> [TASKS FOR THIS EXERCISE]:
1. According to the piece on market research and privacy law, when did office buildings in New York City get smoking bans?
2. Carry on the piece on market research and privacy law, starting after its last paragraph.

> [SOURCE EXTRACT]:
The month of June marks my 30th Anniversary in market research. Since 30 days hath June and I love a good countdown, I have decided to do a Market Research Thought of the Day each day in June. Enjoy! Bj email@example.com
I love the law, I love compliance. It’s fascinating. I’m a dork.
I also realize I’m in the minority, especially since rules and regulations to which market research is subject have changed dramatically in my three decades (so far).
When I started, HIPAA was not even on the books. GDPR was more than 20 years in the future, the first EURO had not even been printed. Here in New York City, office buildings did not have smoking bans until 2003. The number of times I had to keep a room of smokers as far away from a room of doctors discussing COPD, too high to count.
Every time a big law affects market research, the pattern is the same, and that’s a good thing. First, we get everybody wondering what it will mean for us, some companies try to set policies ahead of the curve, the date for compliance comes, we all make changes while we wait for industry organizations to set best practices and then we adapt. We are in the business of figuring out problems and asking lots of questions, so we handle it better than most industries.
When HIPAA emerged to protect sensitive medical information in the mid-1990s, it was misunderstood by most Americans in general. It still is. Like many laws, one does not see the impact unless one is in a situation where its power is obvious.
HIPAA and LOI Bertrand in France and others seem to be aimed at healthcare, but they have helped us all be more careful about how we process personal information. Industry-wide, we take the strictest countries’ rules and made them universal. Though plenty of details are still questionable, by the time GDPR came around, we were all prepared. We were already protecting personal information and healthcare information.

> [RECORDS SUPPLIED]:
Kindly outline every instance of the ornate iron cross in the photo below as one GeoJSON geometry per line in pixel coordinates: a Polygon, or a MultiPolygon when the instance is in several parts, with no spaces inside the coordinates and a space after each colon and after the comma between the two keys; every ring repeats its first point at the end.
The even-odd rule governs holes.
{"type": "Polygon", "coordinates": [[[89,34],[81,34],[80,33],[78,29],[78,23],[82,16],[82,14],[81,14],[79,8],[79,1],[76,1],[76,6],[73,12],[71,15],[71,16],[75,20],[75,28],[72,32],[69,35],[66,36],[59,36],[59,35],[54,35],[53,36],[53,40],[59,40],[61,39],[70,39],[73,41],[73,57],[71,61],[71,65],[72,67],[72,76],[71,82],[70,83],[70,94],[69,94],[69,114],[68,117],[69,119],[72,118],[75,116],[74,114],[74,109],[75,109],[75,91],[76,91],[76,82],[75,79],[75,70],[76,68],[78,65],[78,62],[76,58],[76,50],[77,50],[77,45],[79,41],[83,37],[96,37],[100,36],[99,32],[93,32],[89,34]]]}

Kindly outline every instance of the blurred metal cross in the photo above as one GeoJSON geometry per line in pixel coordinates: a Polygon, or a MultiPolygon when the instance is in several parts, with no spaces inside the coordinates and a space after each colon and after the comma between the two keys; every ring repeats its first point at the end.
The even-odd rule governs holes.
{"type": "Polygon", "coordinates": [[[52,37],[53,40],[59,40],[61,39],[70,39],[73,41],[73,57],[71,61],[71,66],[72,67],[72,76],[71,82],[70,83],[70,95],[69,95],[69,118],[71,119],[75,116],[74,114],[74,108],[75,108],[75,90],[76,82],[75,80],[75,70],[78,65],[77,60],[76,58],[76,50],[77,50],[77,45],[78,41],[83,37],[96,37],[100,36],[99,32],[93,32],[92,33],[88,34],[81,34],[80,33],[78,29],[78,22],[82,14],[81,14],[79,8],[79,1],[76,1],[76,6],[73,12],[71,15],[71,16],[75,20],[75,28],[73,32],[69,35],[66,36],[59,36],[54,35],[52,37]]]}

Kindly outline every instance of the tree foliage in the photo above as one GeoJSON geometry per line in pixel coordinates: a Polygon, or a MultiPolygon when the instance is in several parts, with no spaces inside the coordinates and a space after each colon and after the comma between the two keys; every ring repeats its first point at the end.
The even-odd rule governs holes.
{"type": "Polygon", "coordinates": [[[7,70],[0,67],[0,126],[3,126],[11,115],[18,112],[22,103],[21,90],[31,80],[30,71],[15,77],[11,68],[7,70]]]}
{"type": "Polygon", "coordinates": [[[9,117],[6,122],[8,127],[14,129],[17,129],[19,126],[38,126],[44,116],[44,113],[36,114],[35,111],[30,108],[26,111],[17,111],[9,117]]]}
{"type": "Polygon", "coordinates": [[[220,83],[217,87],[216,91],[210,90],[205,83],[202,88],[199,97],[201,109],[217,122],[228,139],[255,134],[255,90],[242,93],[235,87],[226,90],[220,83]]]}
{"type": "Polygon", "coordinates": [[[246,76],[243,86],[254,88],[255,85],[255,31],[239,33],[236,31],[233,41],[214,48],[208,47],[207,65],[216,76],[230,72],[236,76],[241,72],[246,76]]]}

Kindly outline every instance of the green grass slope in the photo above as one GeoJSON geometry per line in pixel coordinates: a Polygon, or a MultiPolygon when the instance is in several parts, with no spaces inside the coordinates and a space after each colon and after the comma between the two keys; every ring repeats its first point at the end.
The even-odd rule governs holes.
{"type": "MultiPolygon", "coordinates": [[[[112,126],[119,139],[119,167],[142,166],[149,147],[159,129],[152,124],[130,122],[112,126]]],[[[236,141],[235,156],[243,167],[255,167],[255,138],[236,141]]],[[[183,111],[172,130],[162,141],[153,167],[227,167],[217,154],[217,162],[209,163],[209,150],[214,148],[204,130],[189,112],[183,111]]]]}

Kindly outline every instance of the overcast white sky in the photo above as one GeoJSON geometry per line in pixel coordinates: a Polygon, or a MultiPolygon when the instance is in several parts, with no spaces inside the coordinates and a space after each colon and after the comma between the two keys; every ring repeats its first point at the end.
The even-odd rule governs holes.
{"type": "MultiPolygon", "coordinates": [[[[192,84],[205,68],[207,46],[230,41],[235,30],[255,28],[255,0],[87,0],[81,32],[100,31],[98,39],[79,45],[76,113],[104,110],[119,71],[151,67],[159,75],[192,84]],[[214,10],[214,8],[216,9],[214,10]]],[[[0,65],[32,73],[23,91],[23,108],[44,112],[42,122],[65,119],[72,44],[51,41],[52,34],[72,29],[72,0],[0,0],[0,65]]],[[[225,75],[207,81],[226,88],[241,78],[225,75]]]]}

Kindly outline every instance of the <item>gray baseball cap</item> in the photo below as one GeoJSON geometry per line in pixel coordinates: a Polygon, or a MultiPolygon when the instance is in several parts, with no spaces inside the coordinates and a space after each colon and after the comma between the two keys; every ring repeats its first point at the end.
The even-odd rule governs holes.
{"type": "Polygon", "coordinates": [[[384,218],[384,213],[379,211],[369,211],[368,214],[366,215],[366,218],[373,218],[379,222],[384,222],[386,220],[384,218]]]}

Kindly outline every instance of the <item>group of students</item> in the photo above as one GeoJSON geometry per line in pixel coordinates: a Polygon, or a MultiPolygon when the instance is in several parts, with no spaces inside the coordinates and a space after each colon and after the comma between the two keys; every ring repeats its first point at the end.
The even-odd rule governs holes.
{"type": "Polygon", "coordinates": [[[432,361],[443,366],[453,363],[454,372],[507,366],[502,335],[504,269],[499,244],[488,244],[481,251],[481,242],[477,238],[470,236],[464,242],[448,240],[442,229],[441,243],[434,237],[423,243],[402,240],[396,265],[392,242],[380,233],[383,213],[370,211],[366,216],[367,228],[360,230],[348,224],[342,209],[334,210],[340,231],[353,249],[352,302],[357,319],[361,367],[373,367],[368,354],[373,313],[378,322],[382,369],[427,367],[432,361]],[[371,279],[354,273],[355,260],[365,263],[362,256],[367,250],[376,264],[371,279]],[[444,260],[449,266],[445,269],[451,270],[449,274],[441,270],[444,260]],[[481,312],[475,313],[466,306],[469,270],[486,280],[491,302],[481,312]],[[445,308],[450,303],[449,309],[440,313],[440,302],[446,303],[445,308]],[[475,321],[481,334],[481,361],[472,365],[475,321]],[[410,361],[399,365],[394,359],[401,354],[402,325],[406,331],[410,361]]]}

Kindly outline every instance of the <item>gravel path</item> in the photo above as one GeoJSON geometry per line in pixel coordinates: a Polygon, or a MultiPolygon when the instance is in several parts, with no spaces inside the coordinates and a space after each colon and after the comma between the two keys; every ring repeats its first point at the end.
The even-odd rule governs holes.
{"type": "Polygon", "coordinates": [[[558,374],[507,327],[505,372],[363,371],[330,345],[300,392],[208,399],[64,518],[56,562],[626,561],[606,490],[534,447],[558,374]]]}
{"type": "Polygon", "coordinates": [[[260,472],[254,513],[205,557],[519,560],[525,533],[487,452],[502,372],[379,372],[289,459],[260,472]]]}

> [ANSWERS PER TASK]:
1. In 2003.

2.
Well, how about Adverse Events? Yeah, that’s a biggie. It became official in the early 2000s. It seems to me that we are always chasing the rules as opposed to adapting as we do to the others. That is hardly surprising. The pharmaceutical companies explain what an adverse event is on paper very well, but now and then a recruiter or an interviewer or someone else in contact with respondents will miss and AE or feel that an AE was not discovered. But the law is the law and we all benefit from it.
Here at Just Worldwide, we have our own internal compliance department with multiple employees dedicated to making sure we understand and follow all policies. Given the fact that we have offices in eight separate countries (at the moment) and do work in all of the others, that’s a mighty big job!
I cannot even guess what the landscape of laws will look like for market research in the next 30 years, but we will adapt as we always do!